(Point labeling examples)
* begin *

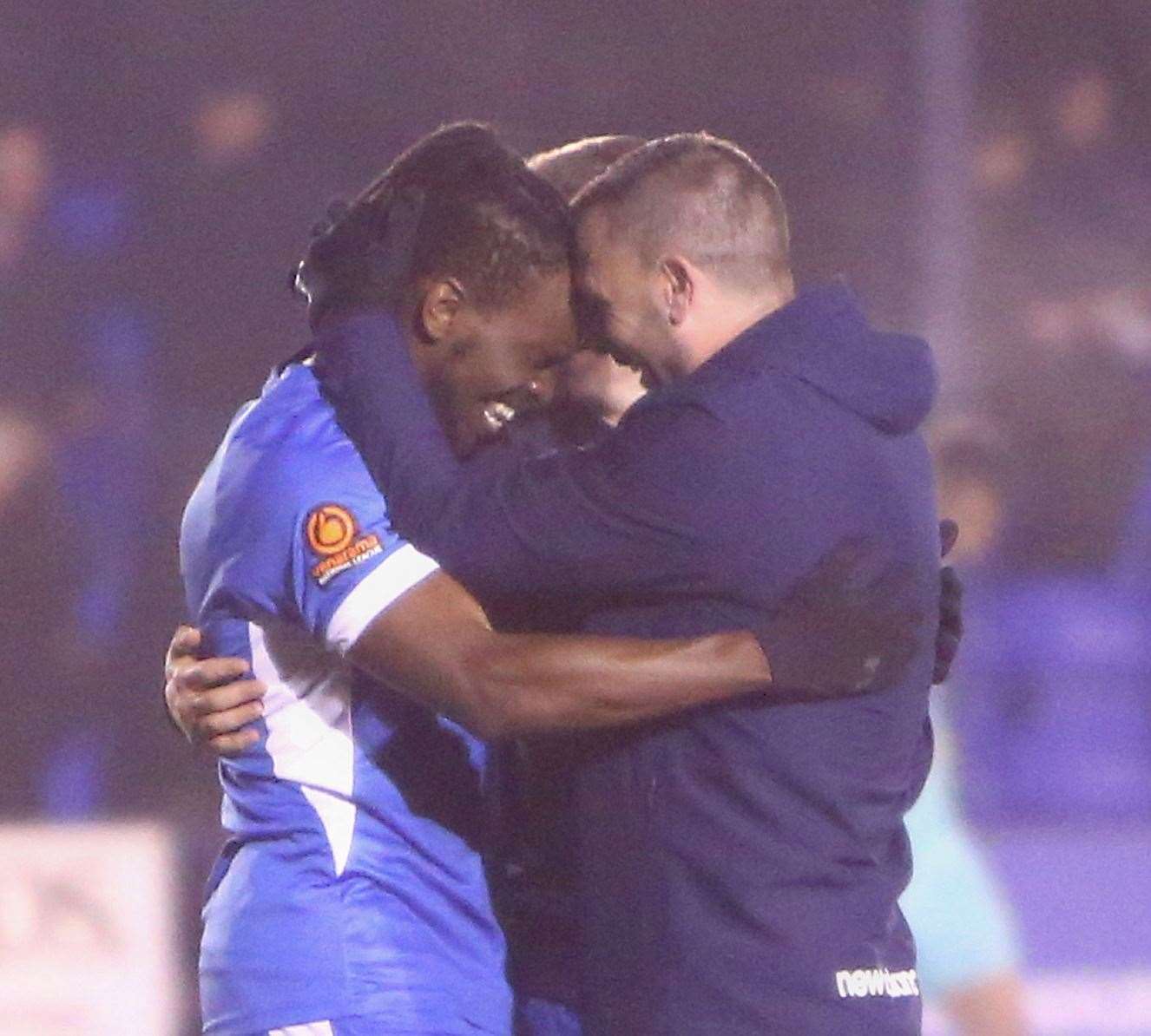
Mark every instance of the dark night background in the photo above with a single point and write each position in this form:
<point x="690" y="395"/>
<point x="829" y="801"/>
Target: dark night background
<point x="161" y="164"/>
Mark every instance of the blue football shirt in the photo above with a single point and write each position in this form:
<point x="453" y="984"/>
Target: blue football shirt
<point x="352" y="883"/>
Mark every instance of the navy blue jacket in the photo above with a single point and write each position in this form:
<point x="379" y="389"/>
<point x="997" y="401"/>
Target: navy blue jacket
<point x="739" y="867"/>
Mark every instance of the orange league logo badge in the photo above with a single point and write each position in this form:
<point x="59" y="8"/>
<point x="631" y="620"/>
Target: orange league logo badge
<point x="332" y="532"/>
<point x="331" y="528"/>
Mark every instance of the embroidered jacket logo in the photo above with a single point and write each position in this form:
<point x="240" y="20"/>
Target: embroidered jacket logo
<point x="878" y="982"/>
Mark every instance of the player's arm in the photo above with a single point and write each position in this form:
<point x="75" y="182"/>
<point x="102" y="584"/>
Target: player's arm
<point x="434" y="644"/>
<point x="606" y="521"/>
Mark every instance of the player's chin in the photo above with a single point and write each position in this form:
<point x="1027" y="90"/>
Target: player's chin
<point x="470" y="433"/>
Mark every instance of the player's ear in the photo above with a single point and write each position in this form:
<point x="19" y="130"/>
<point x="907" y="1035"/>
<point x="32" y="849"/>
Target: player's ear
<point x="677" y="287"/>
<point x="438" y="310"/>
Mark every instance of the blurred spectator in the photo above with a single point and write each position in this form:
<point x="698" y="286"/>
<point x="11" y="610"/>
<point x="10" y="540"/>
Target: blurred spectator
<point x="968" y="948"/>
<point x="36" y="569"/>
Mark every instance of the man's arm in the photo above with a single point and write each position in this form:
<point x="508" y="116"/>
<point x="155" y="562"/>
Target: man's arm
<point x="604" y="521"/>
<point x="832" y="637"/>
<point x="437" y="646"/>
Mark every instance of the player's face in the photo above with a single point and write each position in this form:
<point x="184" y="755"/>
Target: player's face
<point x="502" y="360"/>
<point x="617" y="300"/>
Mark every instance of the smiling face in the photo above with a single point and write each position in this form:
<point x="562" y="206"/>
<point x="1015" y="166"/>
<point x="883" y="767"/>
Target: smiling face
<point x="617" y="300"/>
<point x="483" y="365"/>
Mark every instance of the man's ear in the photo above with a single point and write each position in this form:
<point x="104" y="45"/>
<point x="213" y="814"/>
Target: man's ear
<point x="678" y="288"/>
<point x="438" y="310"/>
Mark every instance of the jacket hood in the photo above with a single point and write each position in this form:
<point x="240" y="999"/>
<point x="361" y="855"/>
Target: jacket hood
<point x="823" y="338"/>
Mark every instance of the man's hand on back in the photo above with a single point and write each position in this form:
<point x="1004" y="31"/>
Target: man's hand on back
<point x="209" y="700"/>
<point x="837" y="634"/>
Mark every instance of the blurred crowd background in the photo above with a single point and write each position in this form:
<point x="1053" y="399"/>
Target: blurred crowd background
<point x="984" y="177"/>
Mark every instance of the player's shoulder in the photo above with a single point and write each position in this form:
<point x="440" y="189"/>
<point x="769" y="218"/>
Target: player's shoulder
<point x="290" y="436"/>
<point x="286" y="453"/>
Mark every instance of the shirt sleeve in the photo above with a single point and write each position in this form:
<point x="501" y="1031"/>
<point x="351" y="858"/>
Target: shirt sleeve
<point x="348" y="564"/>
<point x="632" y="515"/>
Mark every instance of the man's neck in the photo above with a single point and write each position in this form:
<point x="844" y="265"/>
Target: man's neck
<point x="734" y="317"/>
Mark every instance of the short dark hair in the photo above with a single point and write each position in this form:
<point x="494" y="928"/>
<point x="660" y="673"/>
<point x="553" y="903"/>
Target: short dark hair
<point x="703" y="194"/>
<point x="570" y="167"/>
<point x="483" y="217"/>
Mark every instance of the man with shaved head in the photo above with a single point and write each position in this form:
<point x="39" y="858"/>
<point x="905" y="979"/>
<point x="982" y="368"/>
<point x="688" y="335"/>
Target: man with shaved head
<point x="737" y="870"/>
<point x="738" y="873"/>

* end *

* [Work to complete] Print all of the entries word for word. Skip any images they contain.

* [Output of the exercise]
Mark every instance of the dark night background in the photo above with a single point and write each position in this form:
<point x="690" y="395"/>
<point x="829" y="801"/>
Target: dark night background
<point x="161" y="164"/>
Mark every instance of the blue football shirt in the photo above with a single point and write each position in this form:
<point x="453" y="984"/>
Target: blue football shirt
<point x="352" y="883"/>
Mark every instance of the navy blue jacket in the photo above with a single point and write each position in this form:
<point x="379" y="389"/>
<point x="997" y="401"/>
Target: navy blue jacket
<point x="739" y="867"/>
Mark every instance of the orange league logo badge in the photo above with a single point and write each position in this form:
<point x="59" y="8"/>
<point x="631" y="620"/>
Target: orange league logo badge
<point x="332" y="532"/>
<point x="331" y="528"/>
Mark every instance of the embroidered jacket logo in the photo above with a single point and write each position in this form:
<point x="240" y="20"/>
Target: embroidered jacket logo
<point x="878" y="982"/>
Mark every instance of the player's arm in the photo above with a single point and write each position in this form:
<point x="75" y="182"/>
<point x="102" y="584"/>
Target: player's arm
<point x="434" y="644"/>
<point x="606" y="521"/>
Mark every instance of the player's chin in the photo above with a single point and write each position in this form:
<point x="1027" y="90"/>
Target: player's chin
<point x="470" y="433"/>
Mark every instance of the player's ear in the photo above with a single point and write each position in this form:
<point x="19" y="130"/>
<point x="907" y="1035"/>
<point x="32" y="849"/>
Target: player's ear
<point x="677" y="287"/>
<point x="438" y="310"/>
Mark every instance of the blurred spectator in the photo above with a single point and write each position in this form:
<point x="698" y="286"/>
<point x="11" y="610"/>
<point x="10" y="540"/>
Target: blurred spectator
<point x="968" y="948"/>
<point x="36" y="569"/>
Mark every instance of the man's arm in the photo above with a single point and write each position in this form:
<point x="508" y="116"/>
<point x="155" y="562"/>
Target: man's arm
<point x="604" y="521"/>
<point x="832" y="637"/>
<point x="437" y="646"/>
Mark every instance of the player's face in the photo above with a single point and write each position in this form:
<point x="184" y="755"/>
Target: player's face
<point x="502" y="360"/>
<point x="617" y="300"/>
Mark every instance of the smiling face in the photo above with a single point and write each position in this form:
<point x="562" y="206"/>
<point x="1015" y="166"/>
<point x="883" y="767"/>
Target: smiling face
<point x="617" y="300"/>
<point x="483" y="365"/>
Mark every instance of the man's ear in the photo above with a single point and write each position in this form:
<point x="104" y="45"/>
<point x="213" y="814"/>
Target: man's ear
<point x="678" y="288"/>
<point x="438" y="310"/>
Mark every instance of the jacket hood in the photo above with a single point and write each position in this form:
<point x="240" y="999"/>
<point x="361" y="855"/>
Target: jacket hood
<point x="823" y="338"/>
Mark every instance of the man's hand on back in the photo above with a single point and write each position in this form:
<point x="1004" y="31"/>
Target: man's hand on back
<point x="209" y="700"/>
<point x="837" y="634"/>
Mark every instance of the blurred crowd background in the photo above with a single point and write each position in this form:
<point x="1053" y="399"/>
Target: blurred crowd background
<point x="984" y="177"/>
Mark every instance of the player's shoulder in the photo above with a single point and write each position in this form:
<point x="440" y="189"/>
<point x="769" y="218"/>
Target: player's shoulder
<point x="290" y="436"/>
<point x="286" y="453"/>
Mark every instance of the shirt sleeve in the photo above with a single point and write each position in this form:
<point x="501" y="1031"/>
<point x="351" y="858"/>
Target: shirt sleeve
<point x="348" y="564"/>
<point x="632" y="515"/>
Mark every instance of the man's neck in the photo above with a single point and write each position in this form:
<point x="844" y="265"/>
Target: man's neck
<point x="734" y="317"/>
Mark every instance of the short dark hair in the photo above with a single point and write each position in this form:
<point x="494" y="928"/>
<point x="660" y="673"/>
<point x="553" y="903"/>
Target: short dark hair
<point x="703" y="194"/>
<point x="570" y="167"/>
<point x="483" y="217"/>
Mark every instance of the man with shaved head in the photo above with a single point and write each position in this form:
<point x="39" y="858"/>
<point x="905" y="979"/>
<point x="982" y="368"/>
<point x="688" y="335"/>
Target: man with shaved head
<point x="737" y="870"/>
<point x="738" y="873"/>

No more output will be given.